── SUPPLIED TEXT ──

That Old Loyal Bra


I know it’s a little strange to think that an inanimate object, like a bra, has feelings but that doesn’t change my irrational thinking. I can’t help but feel sorry for replacing my old loyal bra. I really detest clothes shopping. I don’t like the process of trying things on that don’t fit. Repeatedly. And clothes are expensive. I get a little claustrophobic in the changing rooms. Especially when three little boys are with me, bumping into the door or curtain, mirror and walls. A few months ago, I had to abandon the ill-fitting bras at Kohl’s and get the heck out of there. My youngest boy gave me about a thirty second warning. He had to go to the bathroom. BAD. I knew that I could just keep wearing my old loyal bra.

───

REQUIRED ACTION A → In the bra text, which store does the writer say they left, abandoning the ill-fitting bras there?
REQUIRED ACTION B → Copy the passage of the bra text starting with "I know it’s" and going on through "wearing my old loyal bra.".

── INFORMATION ──

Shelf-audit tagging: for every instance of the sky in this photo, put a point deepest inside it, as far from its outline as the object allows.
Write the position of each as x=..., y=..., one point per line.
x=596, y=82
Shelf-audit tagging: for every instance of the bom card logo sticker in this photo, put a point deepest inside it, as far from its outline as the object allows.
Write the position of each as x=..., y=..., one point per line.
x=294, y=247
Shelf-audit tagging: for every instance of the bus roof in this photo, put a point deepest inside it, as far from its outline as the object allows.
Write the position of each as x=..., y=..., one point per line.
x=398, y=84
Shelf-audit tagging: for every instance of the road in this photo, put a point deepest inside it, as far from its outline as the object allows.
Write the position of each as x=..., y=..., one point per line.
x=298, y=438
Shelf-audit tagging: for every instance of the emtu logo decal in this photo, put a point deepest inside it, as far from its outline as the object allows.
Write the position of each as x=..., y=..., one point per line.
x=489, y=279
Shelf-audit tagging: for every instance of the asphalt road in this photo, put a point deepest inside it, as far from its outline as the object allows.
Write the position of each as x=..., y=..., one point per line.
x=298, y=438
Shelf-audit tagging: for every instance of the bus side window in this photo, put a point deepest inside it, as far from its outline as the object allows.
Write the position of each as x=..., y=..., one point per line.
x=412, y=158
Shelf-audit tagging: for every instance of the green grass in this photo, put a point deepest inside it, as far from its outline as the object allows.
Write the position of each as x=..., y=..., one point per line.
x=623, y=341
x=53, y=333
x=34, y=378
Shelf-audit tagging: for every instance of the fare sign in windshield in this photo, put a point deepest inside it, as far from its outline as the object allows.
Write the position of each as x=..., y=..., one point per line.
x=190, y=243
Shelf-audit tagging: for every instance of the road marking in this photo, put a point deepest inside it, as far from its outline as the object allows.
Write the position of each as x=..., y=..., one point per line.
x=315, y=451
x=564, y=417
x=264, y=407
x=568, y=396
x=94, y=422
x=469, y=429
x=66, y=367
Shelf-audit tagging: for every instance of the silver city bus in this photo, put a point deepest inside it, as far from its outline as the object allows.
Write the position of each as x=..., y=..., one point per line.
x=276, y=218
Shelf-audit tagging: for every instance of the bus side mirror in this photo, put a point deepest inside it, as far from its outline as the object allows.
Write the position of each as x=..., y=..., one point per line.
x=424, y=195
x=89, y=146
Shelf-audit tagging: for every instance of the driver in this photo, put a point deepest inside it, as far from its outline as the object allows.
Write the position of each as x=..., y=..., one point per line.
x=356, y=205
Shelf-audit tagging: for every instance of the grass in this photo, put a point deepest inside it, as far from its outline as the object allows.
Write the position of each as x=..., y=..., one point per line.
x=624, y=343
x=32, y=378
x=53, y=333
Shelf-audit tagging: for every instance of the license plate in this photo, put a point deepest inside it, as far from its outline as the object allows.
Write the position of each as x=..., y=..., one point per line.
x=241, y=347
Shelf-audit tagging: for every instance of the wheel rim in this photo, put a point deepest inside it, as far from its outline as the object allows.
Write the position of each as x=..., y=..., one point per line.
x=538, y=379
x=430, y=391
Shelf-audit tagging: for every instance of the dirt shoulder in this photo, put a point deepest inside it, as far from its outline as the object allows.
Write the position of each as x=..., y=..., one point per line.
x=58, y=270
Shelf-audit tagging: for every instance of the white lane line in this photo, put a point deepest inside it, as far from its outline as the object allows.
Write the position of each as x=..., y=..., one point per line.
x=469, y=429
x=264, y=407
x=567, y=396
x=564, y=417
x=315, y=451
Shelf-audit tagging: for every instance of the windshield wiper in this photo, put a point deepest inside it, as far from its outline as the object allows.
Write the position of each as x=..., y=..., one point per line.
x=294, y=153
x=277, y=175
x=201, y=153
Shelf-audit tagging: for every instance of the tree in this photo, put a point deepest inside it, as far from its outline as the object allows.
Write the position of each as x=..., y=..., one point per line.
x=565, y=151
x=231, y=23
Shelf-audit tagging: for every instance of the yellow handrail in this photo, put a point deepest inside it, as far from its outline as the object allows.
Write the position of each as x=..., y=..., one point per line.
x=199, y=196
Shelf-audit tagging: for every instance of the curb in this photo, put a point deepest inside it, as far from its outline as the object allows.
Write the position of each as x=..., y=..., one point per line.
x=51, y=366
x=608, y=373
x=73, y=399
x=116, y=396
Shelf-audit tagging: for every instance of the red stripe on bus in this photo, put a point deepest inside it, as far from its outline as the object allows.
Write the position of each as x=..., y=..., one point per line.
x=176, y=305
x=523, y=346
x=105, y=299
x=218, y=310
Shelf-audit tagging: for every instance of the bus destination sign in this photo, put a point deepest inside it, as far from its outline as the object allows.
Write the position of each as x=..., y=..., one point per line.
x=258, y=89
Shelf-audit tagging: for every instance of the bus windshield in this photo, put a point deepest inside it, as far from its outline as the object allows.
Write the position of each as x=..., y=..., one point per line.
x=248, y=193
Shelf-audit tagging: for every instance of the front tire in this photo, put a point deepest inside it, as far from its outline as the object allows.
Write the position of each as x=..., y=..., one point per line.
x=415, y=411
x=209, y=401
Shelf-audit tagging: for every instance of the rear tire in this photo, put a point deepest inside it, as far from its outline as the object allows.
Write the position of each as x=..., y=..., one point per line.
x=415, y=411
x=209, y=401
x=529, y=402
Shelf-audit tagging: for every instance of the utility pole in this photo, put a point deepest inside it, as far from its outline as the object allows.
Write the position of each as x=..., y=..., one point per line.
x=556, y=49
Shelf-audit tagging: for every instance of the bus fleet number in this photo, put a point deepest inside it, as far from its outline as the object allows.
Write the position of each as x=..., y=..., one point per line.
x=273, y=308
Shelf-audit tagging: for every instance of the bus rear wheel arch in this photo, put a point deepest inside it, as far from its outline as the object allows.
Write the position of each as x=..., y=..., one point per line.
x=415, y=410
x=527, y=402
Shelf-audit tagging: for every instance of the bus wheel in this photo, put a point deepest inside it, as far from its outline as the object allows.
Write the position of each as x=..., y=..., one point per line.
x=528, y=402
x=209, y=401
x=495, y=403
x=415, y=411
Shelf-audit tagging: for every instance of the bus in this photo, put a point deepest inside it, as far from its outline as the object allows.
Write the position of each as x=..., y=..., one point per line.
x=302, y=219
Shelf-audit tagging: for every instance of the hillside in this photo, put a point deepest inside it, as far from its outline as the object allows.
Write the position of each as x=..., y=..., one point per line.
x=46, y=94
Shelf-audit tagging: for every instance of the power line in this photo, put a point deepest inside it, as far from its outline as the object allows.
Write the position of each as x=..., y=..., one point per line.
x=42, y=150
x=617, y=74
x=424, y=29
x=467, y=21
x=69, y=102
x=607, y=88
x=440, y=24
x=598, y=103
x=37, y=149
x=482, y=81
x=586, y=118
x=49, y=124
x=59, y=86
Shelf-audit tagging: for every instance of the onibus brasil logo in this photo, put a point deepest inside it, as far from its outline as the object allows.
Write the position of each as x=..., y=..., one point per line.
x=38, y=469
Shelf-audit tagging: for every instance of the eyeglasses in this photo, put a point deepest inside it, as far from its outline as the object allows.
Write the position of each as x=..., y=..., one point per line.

───

OUTPUT A → Kohl's

OUTPUT B →
I know it’s a little strange to think that an inanimate object, like a bra, has feelings but that doesn’t change my irrational thinking. I can’t help but feel sorry for replacing my old loyal bra. I really detest clothes shopping. I don’t like the process of trying things on that don’t fit. Repeatedly. And clothes are expensive. I get a little claustrophobic in the changing rooms. Especially when three little boys are with me, bumping into the door or curtain, mirror and walls. A few months ago, I had to abandon the ill-fitting bras at Kohl’s and get the heck out of there. My youngest boy gave me about a thirty second warning. He had to go to the bathroom. BAD. I knew that I could just keep wearing my old loyal bra.